Your goal
Extract, exactly as written, all lines of the material below from the line that includes "point: snow surface" through its last line.

Material provided
• • • •

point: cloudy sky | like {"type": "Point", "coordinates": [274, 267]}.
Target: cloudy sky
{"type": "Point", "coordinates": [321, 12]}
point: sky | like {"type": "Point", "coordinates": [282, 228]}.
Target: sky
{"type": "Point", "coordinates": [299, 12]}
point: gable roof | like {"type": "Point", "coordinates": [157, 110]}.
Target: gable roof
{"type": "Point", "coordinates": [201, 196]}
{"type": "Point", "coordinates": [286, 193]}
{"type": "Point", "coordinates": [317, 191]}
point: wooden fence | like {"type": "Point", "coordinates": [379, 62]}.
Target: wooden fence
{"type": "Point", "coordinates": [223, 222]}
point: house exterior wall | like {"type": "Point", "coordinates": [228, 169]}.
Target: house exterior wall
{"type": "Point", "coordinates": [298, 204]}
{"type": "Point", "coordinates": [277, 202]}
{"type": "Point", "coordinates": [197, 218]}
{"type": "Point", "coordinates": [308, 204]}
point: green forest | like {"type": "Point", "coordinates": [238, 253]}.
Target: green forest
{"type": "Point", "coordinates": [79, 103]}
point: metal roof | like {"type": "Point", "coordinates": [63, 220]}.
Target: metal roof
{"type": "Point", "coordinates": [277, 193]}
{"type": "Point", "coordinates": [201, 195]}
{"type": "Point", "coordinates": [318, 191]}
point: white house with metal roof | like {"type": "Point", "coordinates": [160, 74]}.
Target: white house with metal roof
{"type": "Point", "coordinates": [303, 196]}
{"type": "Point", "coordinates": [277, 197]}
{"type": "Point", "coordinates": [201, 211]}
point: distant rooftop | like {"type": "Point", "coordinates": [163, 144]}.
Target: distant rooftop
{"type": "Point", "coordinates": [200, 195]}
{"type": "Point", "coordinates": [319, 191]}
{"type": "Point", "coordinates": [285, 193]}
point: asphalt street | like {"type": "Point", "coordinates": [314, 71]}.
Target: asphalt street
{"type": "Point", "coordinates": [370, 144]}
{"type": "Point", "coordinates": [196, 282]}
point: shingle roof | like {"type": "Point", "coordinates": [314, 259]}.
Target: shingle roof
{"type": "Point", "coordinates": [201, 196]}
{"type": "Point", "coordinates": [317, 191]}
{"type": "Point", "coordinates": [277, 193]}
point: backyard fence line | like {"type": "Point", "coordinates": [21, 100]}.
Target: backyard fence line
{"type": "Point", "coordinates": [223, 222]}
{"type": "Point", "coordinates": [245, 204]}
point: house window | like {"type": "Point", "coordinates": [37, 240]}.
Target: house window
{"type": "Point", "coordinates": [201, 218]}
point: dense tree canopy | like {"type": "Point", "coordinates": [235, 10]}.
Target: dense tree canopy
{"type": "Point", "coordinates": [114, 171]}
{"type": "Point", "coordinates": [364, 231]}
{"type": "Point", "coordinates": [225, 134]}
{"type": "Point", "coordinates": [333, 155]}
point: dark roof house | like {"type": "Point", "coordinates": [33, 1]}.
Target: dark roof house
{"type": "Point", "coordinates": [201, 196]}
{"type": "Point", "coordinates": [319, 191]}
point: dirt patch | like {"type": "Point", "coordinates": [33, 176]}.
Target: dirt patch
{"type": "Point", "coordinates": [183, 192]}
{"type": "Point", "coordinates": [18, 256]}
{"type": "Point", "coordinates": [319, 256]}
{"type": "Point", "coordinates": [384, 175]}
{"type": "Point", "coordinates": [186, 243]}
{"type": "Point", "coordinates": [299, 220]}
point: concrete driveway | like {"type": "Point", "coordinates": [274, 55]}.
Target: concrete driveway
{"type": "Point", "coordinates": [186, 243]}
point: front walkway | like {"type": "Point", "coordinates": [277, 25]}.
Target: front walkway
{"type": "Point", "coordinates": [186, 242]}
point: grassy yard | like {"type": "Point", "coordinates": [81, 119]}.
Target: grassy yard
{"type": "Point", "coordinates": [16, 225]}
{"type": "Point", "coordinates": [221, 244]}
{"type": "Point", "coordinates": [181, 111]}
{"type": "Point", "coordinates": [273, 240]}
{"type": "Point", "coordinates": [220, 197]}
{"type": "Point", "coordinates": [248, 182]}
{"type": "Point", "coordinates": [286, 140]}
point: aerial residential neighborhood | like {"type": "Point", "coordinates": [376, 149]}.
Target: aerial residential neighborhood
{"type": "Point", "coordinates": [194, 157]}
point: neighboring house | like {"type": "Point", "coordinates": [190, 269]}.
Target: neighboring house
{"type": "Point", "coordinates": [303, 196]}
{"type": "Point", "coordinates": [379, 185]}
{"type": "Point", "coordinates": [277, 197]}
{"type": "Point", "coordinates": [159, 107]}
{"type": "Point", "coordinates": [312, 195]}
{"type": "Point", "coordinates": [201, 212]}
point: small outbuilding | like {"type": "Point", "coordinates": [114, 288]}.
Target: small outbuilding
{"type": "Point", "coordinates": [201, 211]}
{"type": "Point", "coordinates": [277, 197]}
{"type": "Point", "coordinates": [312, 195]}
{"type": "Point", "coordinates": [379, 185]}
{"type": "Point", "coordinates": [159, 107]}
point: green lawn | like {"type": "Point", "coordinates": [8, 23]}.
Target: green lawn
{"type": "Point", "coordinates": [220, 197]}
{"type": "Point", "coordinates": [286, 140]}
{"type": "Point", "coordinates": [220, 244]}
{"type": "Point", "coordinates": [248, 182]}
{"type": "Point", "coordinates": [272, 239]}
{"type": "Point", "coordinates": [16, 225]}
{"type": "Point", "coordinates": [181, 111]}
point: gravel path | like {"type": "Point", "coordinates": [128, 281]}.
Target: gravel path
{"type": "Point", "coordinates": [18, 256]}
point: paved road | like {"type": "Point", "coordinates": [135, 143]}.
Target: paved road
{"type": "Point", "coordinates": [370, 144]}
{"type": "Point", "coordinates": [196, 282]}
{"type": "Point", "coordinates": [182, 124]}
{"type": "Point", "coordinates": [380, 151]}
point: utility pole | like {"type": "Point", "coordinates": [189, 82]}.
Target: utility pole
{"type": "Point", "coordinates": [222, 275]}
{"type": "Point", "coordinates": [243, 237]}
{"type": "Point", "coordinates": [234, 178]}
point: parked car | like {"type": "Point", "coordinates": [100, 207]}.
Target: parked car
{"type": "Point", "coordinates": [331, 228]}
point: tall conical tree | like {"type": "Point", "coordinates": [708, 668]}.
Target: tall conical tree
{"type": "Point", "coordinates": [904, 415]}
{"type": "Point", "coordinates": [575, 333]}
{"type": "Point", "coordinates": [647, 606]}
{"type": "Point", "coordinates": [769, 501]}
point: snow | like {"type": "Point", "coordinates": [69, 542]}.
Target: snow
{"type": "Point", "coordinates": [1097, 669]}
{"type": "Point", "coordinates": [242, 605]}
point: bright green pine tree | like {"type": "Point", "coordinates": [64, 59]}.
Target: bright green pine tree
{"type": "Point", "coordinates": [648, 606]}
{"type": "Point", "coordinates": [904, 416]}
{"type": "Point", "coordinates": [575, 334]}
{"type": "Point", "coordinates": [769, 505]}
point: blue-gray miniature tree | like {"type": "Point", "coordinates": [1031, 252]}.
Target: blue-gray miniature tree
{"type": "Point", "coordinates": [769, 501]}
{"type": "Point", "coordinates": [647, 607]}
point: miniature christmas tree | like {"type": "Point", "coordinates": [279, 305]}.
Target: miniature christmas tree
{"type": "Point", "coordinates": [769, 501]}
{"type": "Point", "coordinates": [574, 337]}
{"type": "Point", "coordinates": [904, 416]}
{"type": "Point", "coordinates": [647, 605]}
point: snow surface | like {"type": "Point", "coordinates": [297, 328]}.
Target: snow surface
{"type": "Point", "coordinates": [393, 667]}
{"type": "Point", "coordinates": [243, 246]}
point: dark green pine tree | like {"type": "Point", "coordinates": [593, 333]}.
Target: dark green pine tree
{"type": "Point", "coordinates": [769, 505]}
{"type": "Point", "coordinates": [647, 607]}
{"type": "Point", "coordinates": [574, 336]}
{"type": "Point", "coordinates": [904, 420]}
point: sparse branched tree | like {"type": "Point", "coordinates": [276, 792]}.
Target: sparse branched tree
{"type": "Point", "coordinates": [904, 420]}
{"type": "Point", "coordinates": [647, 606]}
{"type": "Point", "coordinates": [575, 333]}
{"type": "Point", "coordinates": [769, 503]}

• • • •

Solution to this problem
point: snow surface | like {"type": "Point", "coordinates": [297, 328]}.
Target: snow surface
{"type": "Point", "coordinates": [393, 667]}
{"type": "Point", "coordinates": [243, 246]}
point: dark green pine tree | like {"type": "Point", "coordinates": [593, 333]}.
Target: dark green pine tree
{"type": "Point", "coordinates": [769, 505]}
{"type": "Point", "coordinates": [647, 607]}
{"type": "Point", "coordinates": [574, 336]}
{"type": "Point", "coordinates": [904, 420]}
point: sparse branched tree | like {"type": "Point", "coordinates": [276, 792]}.
Target: sparse branched tree
{"type": "Point", "coordinates": [904, 420]}
{"type": "Point", "coordinates": [647, 606]}
{"type": "Point", "coordinates": [575, 333]}
{"type": "Point", "coordinates": [769, 503]}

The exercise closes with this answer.